PROBLEM DESCRIPTION: Could you lay out every line of the data below as a JSON list of strings, one string per line, with blank lines dropped and the picture left out?

* BEGIN MATERIAL *

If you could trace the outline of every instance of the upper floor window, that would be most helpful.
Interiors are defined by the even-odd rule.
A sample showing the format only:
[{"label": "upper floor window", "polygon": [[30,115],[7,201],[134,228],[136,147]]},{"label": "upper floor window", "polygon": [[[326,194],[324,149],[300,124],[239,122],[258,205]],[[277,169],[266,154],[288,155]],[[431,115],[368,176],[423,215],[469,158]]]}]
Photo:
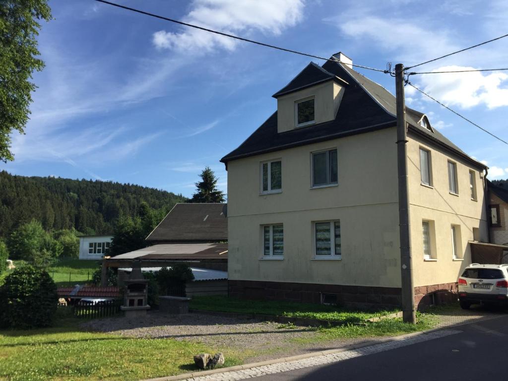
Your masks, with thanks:
[{"label": "upper floor window", "polygon": [[448,162],[448,184],[450,193],[459,194],[459,187],[457,184],[457,164]]},{"label": "upper floor window", "polygon": [[341,258],[340,221],[319,222],[314,224],[315,255]]},{"label": "upper floor window", "polygon": [[296,126],[303,127],[315,122],[314,97],[298,101],[295,104]]},{"label": "upper floor window", "polygon": [[336,149],[313,152],[312,165],[312,186],[338,183]]},{"label": "upper floor window", "polygon": [[422,183],[431,185],[430,152],[423,148],[420,149],[420,171]]},{"label": "upper floor window", "polygon": [[501,220],[499,218],[499,205],[489,205],[489,209],[490,211],[489,213],[490,216],[490,226],[494,227],[501,226]]},{"label": "upper floor window", "polygon": [[263,256],[284,255],[284,228],[282,225],[263,227]]},{"label": "upper floor window", "polygon": [[469,171],[469,189],[471,191],[471,199],[477,201],[476,176],[474,171]]},{"label": "upper floor window", "polygon": [[282,163],[274,160],[261,164],[261,193],[275,193],[282,190]]}]

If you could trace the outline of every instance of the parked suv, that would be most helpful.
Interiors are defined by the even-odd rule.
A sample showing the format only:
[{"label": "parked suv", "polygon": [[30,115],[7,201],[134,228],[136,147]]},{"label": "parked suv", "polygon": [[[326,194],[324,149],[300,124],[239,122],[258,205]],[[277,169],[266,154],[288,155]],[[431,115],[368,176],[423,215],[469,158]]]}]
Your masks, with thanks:
[{"label": "parked suv", "polygon": [[459,278],[459,301],[464,309],[471,304],[508,303],[508,265],[473,263]]}]

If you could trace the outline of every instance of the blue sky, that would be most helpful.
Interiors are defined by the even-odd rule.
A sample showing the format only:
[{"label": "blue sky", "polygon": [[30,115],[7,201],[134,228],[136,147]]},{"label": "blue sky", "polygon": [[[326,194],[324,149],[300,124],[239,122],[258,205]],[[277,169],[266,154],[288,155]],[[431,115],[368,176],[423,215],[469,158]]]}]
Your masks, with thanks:
[{"label": "blue sky", "polygon": [[[118,0],[121,4],[321,56],[405,66],[505,34],[503,1]],[[12,173],[139,184],[185,196],[276,108],[271,96],[311,59],[233,41],[92,0],[50,1],[26,135]],[[506,67],[508,38],[419,67]],[[322,65],[317,59],[314,62]],[[359,71],[394,92],[394,79]],[[508,140],[508,72],[415,76],[411,82]],[[508,178],[508,147],[406,87],[406,103]],[[394,149],[395,149],[394,145]]]}]

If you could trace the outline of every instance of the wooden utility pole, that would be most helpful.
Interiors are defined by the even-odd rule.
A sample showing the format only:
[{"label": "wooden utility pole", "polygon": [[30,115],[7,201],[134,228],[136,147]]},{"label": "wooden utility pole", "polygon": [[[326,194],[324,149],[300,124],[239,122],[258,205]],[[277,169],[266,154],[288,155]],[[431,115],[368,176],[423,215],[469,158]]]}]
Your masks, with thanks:
[{"label": "wooden utility pole", "polygon": [[416,323],[415,288],[411,255],[409,203],[407,195],[407,136],[406,131],[406,106],[404,100],[404,66],[395,65],[395,90],[397,96],[397,162],[399,176],[399,230],[400,235],[400,273],[402,319],[406,323]]}]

* END MATERIAL *

RESULT:
[
  "If you could trace the outline of every instance of the upper floor window, that would be most helpful.",
  "Interiors are defined by the even-odd rule.",
  "A sample showing the format only:",
  "[{\"label\": \"upper floor window\", \"polygon\": [[30,115],[7,201],[134,228],[136,147]]},{\"label\": \"upper floor window\", \"polygon\": [[[326,194],[324,149],[300,124],[239,122],[258,205]],[[277,169],[266,154],[288,155]],[[431,115],[368,176],[423,215],[469,158]]]}]",
  "Photo:",
  "Your masks, with thanks:",
  "[{\"label\": \"upper floor window\", \"polygon\": [[448,162],[448,184],[450,193],[459,194],[459,187],[457,184],[457,164]]},{\"label\": \"upper floor window\", \"polygon\": [[341,258],[340,221],[319,222],[314,224],[315,255]]},{\"label\": \"upper floor window\", \"polygon\": [[296,126],[303,127],[315,122],[314,97],[298,101],[295,104]]},{\"label\": \"upper floor window\", \"polygon\": [[336,149],[313,152],[312,165],[312,186],[338,183]]},{\"label\": \"upper floor window\", \"polygon\": [[422,183],[431,185],[430,152],[423,148],[420,149],[420,171]]},{\"label\": \"upper floor window\", \"polygon\": [[501,220],[499,218],[499,205],[489,205],[489,209],[490,211],[489,213],[490,216],[490,226],[494,227],[501,226]]},{\"label\": \"upper floor window\", \"polygon\": [[263,256],[284,255],[284,228],[282,225],[263,227]]},{\"label\": \"upper floor window\", \"polygon\": [[469,171],[469,189],[471,191],[471,199],[477,201],[476,176],[474,171]]},{\"label\": \"upper floor window\", \"polygon\": [[282,163],[274,160],[261,164],[261,193],[275,193],[282,190]]}]",
  "If you could trace the outline of every instance of the parked suv, that would be most helpful.",
  "Interiors are defined by the even-odd rule.",
  "A sample showing the format only:",
  "[{\"label\": \"parked suv\", \"polygon\": [[30,115],[7,201],[134,228],[136,147]]},{\"label\": \"parked suv\", \"polygon\": [[[326,194],[324,149],[300,124],[239,122],[258,205]],[[277,169],[266,154],[288,155]],[[431,115],[368,176],[423,215],[469,158]]]}]",
  "Your masks, with thanks:",
  "[{\"label\": \"parked suv\", \"polygon\": [[459,278],[459,301],[464,309],[471,304],[508,303],[508,265],[473,263]]}]",
  "If you could trace the outline of every instance of the blue sky, that would be most helpful.",
  "Interiors are defined by the even-odd rule.",
  "A sample showing the format only:",
  "[{\"label\": \"blue sky\", \"polygon\": [[30,115],[7,201],[134,228],[136,147]]},{\"label\": \"blue sky\", \"polygon\": [[[326,194],[324,149],[300,124],[239,122],[258,205]],[[277,169],[266,154],[288,155]],[[431,115],[368,176],[423,215],[469,158]]]}]",
  "Your masks, with thanks:",
  "[{\"label\": \"blue sky\", \"polygon\": [[[118,0],[121,4],[321,56],[405,66],[505,34],[503,1]],[[12,173],[139,184],[185,196],[276,108],[271,96],[311,59],[233,41],[92,0],[50,1],[26,135]],[[506,67],[508,38],[419,67]],[[322,65],[317,59],[314,62]],[[359,71],[394,92],[394,79]],[[508,140],[508,72],[415,76],[411,82]],[[508,178],[508,147],[406,87],[406,103]],[[394,149],[395,149],[394,145]]]}]",
  "If you could trace the outline of every instance of the wooden utility pole, that would be most helpful.",
  "Interiors are defined by the even-odd rule.",
  "A sample showing the format only:",
  "[{\"label\": \"wooden utility pole\", \"polygon\": [[30,115],[7,201],[134,228],[136,147]]},{\"label\": \"wooden utility pole\", \"polygon\": [[[326,194],[324,149],[300,124],[239,122],[258,205]],[[277,169],[266,154],[288,155]],[[431,115],[368,176],[423,215],[469,158]]]}]",
  "Your masks, with thanks:",
  "[{\"label\": \"wooden utility pole\", \"polygon\": [[416,323],[415,288],[411,255],[409,203],[407,195],[407,136],[406,131],[406,106],[404,100],[404,66],[395,65],[395,90],[397,96],[397,162],[399,176],[399,230],[400,235],[400,273],[402,319],[406,323]]}]"
]